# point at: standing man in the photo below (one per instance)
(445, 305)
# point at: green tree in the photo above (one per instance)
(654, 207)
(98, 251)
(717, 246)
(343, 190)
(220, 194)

• [The task] Make an exact copy of every line from the one with "# point at: green" to the end of the data, with the first and last of those lines included.

• [Solved exercise]
# point at: green tree in the photo above (one per instance)
(654, 207)
(98, 251)
(717, 246)
(343, 190)
(220, 194)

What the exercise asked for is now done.